» **TASK REQUIREMENTS**: Among the entries below, find the lines that hold the word "thobe" and report them.

(Point-per-instance localization data)

<<<<

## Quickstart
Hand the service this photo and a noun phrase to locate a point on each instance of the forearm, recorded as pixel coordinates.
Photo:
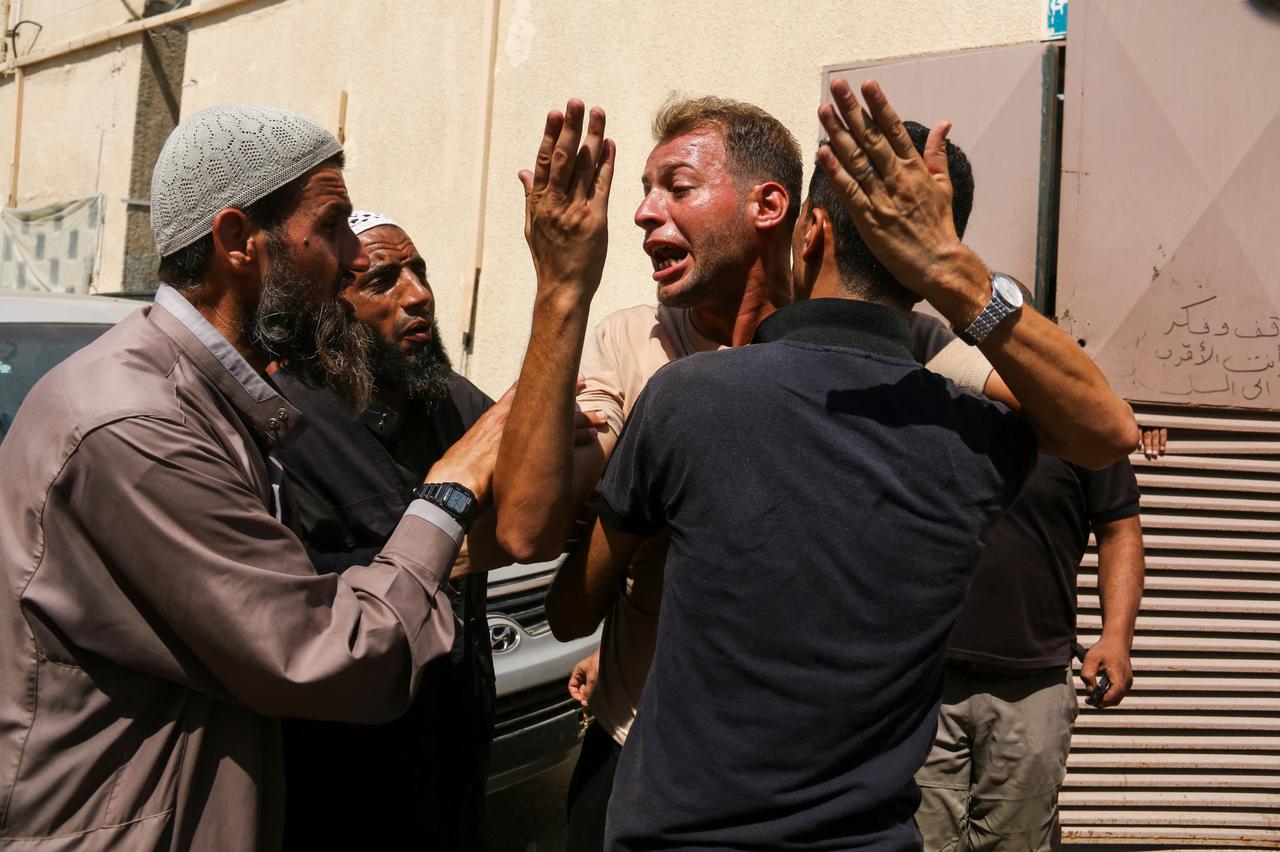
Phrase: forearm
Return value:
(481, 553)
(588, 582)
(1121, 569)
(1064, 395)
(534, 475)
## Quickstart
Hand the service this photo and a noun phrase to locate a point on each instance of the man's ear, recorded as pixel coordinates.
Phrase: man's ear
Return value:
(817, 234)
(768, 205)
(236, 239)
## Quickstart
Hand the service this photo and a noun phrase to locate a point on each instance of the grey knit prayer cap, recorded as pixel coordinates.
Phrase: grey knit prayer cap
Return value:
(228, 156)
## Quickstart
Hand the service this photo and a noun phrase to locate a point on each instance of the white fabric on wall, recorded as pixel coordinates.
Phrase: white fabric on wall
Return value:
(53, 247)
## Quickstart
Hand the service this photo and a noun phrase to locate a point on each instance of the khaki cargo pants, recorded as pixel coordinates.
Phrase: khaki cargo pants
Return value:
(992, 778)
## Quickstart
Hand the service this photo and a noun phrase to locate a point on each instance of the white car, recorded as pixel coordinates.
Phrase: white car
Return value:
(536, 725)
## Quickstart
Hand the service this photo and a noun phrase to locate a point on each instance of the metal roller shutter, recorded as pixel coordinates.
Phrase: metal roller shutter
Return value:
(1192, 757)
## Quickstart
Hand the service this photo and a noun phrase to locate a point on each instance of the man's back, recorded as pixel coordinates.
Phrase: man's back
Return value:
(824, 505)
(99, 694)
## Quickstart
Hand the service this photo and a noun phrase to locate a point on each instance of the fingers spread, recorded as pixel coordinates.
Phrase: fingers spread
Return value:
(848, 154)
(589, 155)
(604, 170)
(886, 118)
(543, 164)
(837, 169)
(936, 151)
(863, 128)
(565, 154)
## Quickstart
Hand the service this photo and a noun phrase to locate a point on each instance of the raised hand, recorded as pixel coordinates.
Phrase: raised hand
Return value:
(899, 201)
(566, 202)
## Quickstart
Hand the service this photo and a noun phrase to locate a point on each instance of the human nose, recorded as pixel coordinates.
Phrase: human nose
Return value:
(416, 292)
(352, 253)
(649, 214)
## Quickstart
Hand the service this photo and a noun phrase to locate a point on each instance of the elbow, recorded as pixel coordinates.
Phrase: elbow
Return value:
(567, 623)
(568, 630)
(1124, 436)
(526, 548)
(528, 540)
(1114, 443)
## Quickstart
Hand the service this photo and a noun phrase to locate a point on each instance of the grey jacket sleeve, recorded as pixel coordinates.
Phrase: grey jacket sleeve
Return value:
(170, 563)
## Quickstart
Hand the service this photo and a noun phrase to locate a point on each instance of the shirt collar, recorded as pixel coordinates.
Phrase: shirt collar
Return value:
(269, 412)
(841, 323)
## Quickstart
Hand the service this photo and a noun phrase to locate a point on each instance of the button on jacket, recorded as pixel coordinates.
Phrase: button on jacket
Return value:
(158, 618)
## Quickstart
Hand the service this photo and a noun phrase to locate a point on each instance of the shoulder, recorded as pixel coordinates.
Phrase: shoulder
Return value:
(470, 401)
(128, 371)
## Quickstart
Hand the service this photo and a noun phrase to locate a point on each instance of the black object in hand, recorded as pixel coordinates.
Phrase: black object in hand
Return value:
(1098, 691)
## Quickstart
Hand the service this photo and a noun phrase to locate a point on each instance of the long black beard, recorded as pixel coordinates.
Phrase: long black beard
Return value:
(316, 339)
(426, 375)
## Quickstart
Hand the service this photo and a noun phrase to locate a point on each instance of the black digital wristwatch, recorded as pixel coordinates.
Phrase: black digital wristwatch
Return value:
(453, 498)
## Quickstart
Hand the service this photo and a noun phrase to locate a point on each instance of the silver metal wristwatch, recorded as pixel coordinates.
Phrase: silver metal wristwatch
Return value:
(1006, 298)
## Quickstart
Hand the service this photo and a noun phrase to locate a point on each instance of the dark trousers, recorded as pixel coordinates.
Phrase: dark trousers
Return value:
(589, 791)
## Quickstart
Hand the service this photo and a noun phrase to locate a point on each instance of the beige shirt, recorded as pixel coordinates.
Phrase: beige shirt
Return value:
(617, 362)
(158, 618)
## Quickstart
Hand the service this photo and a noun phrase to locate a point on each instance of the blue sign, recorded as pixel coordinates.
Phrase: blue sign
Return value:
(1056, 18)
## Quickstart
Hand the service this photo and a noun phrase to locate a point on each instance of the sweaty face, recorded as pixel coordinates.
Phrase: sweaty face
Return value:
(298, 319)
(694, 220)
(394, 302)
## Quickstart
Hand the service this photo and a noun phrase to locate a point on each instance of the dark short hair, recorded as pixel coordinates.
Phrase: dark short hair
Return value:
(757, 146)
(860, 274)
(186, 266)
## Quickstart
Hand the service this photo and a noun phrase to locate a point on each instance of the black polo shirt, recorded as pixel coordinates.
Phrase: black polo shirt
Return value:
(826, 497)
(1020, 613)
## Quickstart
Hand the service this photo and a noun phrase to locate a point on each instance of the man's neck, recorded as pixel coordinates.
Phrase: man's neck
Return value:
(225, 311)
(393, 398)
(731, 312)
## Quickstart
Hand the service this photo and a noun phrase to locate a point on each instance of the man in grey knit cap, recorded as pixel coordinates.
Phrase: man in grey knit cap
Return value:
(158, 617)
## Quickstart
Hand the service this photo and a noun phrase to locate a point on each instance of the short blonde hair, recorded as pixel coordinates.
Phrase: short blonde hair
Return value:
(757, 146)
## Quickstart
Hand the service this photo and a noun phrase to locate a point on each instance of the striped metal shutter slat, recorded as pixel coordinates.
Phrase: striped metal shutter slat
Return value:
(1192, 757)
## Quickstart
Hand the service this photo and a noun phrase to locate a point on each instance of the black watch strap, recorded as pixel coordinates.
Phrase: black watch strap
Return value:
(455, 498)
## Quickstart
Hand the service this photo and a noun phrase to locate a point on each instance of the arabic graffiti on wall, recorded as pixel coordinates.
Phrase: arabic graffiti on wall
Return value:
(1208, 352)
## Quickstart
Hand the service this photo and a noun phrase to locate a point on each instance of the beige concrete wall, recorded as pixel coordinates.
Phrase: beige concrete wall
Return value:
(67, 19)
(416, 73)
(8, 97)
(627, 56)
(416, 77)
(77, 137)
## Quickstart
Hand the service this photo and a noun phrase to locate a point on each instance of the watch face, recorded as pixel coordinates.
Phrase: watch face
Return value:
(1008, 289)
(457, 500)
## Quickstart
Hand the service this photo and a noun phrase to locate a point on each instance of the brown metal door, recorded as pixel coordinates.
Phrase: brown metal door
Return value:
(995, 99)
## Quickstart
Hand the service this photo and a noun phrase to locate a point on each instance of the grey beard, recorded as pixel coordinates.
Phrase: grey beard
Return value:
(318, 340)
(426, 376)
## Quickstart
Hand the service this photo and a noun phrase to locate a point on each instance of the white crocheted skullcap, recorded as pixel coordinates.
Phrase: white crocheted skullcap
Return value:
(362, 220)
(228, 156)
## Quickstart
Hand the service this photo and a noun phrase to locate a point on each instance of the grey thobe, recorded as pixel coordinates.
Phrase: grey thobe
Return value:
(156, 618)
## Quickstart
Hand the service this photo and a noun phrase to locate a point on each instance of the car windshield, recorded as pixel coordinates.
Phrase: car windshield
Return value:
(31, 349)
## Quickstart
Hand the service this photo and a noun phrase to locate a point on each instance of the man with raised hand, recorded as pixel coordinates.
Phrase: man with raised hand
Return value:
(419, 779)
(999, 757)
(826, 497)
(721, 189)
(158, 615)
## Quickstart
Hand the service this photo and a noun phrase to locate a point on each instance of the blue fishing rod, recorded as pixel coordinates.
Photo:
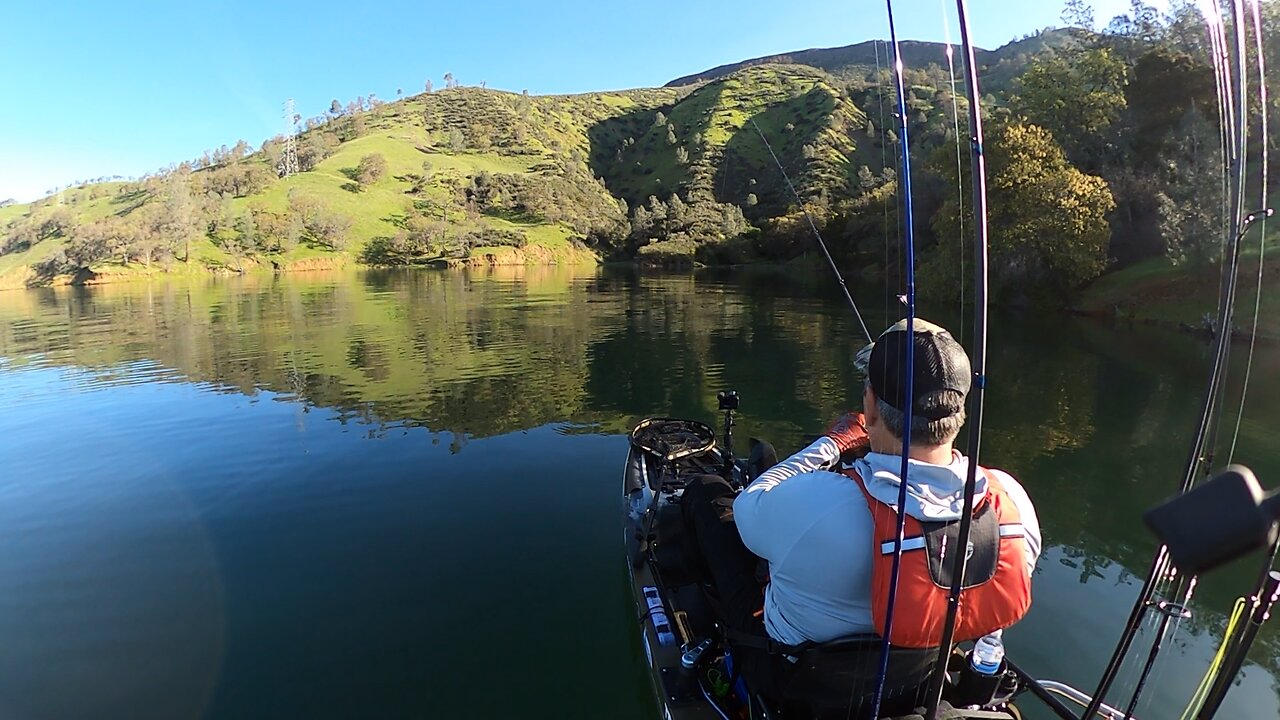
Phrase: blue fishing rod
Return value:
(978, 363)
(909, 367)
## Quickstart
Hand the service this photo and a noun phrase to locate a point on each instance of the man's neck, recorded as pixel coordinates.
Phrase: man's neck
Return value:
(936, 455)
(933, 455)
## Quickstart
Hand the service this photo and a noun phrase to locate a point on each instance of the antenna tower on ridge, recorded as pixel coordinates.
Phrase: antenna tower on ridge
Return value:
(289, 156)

>>>>

» **OUTPUT OF THE EXERCISE**:
Hand the service this photo and a noun phrase to locate a point on each instance of the grey thobe, recorded as pixel coordinates.
Phrase: grey thobe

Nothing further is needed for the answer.